Seismic Attributes have been one of the primary identification/evaluation methods throughout the Western Canadian Sedimentary Basin and stratigraphic column, first on 2D data and now predominantly on 3D seismic. Seismic data have limitations and ambiguities that have been stretched and in some cases blatantly abused. Seismic data were first used for structure and growth interpretation and mapping. Later techniques were applied to identify lithology, and porosity from seismic data which helped to identify reservoirs. In recent years AVO and related techniques have been used to simultaneously predict lithology, identify reservoir and in some cases fluid content. Some old theories and methods will be used here along with new data and techniques to look at some of the pitfalls and false friends that can lead us to mis-interpret our data and potential anomalies. The integration of VSP, petrophysical logs and detailed investigation into multiples, imaging and attenuation effects will lead to a better interpretation and higher success rates in the search for conventional and unconventional reservoirs.
Seismic data have been a very powerful tool used in the exploration of reservoirs throughout the world and no less so in the Western Canadian Sedimentary Basin. Seismic 2D data criss-cross our countryside and now 3D data is commonplace throughout the exploration/production process. This does not come without a physical cost, a level of un-earned optimism, and some complacency. In post-morteming disappointing well results and integrating the learning's from them, some surprises and old 'foes' have shown up and will have to be overcome in the future.

• EXERCISE:
Pick up the text on seismic attributes in the Western Canadian Sedimentary Basin after its final sentence and carry it forward. The items that come next have nothing to do with this.

• DATA LINES:
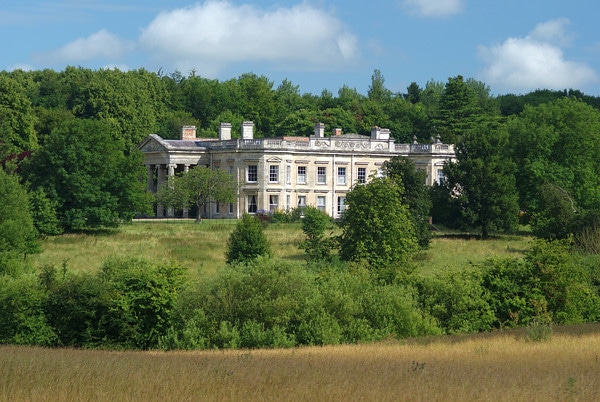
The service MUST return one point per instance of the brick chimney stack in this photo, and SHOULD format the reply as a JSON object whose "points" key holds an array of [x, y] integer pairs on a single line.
{"points": [[188, 133]]}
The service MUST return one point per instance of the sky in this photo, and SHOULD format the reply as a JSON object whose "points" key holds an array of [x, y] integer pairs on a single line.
{"points": [[513, 46]]}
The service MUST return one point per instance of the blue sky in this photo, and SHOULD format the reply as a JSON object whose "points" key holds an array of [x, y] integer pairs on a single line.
{"points": [[514, 46]]}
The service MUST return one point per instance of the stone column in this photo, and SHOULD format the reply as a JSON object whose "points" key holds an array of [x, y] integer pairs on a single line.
{"points": [[160, 210], [171, 173], [186, 212]]}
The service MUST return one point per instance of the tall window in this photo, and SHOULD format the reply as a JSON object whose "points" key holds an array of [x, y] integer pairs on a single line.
{"points": [[273, 173], [361, 175], [321, 203], [252, 173], [302, 174], [252, 207], [440, 176], [273, 202], [341, 204], [341, 175], [321, 175]]}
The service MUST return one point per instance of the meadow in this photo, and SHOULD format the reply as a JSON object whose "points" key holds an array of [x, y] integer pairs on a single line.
{"points": [[505, 365], [201, 247], [500, 366]]}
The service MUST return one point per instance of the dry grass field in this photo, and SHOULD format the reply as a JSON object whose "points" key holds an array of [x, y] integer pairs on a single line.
{"points": [[201, 247], [500, 366]]}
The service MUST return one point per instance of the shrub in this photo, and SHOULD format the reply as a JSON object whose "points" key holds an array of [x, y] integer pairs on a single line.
{"points": [[247, 241]]}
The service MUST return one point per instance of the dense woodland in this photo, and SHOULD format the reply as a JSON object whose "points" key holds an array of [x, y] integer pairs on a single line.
{"points": [[68, 148]]}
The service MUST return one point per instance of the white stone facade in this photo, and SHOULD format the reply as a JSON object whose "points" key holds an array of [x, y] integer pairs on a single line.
{"points": [[286, 172]]}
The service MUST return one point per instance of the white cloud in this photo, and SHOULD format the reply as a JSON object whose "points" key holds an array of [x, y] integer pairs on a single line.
{"points": [[101, 44], [535, 61], [215, 34], [434, 8]]}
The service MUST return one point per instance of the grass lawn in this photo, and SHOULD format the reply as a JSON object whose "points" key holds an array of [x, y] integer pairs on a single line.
{"points": [[201, 247]]}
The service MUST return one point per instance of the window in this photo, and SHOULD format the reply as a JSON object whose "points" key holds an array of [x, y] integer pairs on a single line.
{"points": [[273, 173], [342, 175], [362, 175], [440, 176], [321, 175], [321, 203], [252, 174], [341, 204], [273, 202], [252, 208], [302, 174]]}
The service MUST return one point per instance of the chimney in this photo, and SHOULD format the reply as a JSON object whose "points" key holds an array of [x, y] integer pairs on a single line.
{"points": [[320, 130], [225, 131], [378, 133], [188, 133], [247, 130]]}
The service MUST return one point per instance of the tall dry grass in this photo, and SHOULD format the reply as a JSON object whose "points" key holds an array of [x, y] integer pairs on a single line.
{"points": [[201, 247], [502, 366]]}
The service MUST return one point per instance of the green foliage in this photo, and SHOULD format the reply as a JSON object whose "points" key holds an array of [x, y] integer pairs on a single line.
{"points": [[43, 212], [377, 227], [314, 223], [273, 303], [247, 241], [481, 184], [22, 317], [457, 301], [551, 284], [416, 194], [92, 186], [197, 187], [127, 304], [17, 231]]}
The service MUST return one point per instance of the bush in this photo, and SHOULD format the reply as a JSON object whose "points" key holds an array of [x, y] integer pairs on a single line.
{"points": [[247, 241], [22, 317]]}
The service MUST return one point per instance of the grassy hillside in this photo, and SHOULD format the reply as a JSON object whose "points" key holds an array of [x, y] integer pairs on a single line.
{"points": [[501, 366], [201, 247]]}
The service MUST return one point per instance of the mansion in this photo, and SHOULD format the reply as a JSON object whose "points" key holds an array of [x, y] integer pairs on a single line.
{"points": [[285, 172]]}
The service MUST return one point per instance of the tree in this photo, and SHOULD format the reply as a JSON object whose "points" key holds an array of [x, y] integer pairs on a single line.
{"points": [[458, 110], [377, 226], [557, 143], [314, 224], [17, 232], [481, 184], [85, 171], [197, 187], [247, 241], [416, 194]]}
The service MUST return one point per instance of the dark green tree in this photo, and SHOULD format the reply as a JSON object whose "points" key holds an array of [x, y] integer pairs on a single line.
{"points": [[416, 194], [247, 241], [458, 111], [197, 187], [377, 227], [481, 183], [85, 172], [17, 232], [314, 223]]}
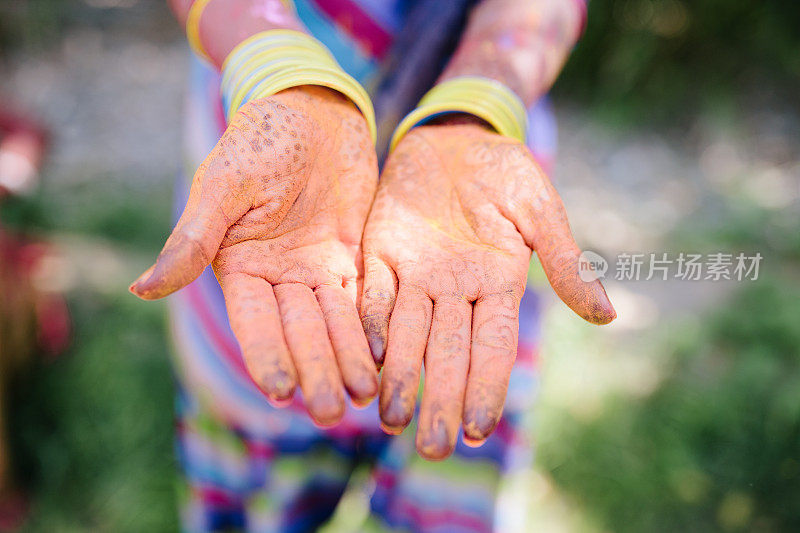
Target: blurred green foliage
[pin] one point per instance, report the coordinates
(646, 60)
(715, 447)
(92, 431)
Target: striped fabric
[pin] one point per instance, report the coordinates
(249, 466)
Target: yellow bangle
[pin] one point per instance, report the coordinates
(193, 28)
(193, 25)
(272, 61)
(254, 45)
(485, 98)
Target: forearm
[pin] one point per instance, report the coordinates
(522, 44)
(226, 23)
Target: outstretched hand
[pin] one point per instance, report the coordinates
(278, 208)
(447, 245)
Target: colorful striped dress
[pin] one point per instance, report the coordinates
(249, 466)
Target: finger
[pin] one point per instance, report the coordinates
(545, 228)
(193, 243)
(446, 367)
(408, 334)
(495, 331)
(377, 301)
(349, 344)
(307, 337)
(256, 322)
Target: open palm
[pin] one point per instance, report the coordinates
(446, 251)
(278, 208)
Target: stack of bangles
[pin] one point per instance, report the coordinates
(274, 60)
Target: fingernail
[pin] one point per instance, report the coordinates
(377, 348)
(395, 415)
(280, 387)
(478, 425)
(434, 444)
(135, 287)
(326, 409)
(603, 312)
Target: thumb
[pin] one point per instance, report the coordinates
(544, 226)
(193, 243)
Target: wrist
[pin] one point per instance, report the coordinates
(216, 27)
(274, 61)
(459, 119)
(486, 99)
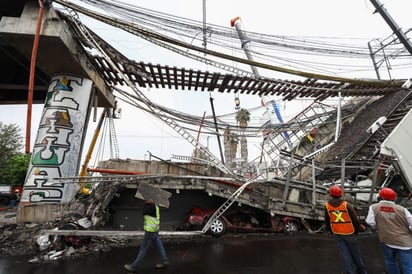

• RIGHT ANSWER:
Seismic Attributes have been used for decades to identify the and map the extent of reservoirs throughout the Western Canadian Sedimentary Basin in most of the producing zones. As these targets get more subtle and more "unconventional" the contamination from multiples and the distortion from attenuation have become an increasingly more important problem to solve. The search for deeper, thinner lower porosity reservoirs has made these issues critical. The move to "unconventional" has also lead us to exploring for reservoirs in seismic transparent zones that we previously thought of as seals and traps, so that unraveling of their reservoir properties has become important now. Additionally the high drilling and completion costs, along with lower initial rates, makes the use of seismic and the highgrading of sweetspots economically critical.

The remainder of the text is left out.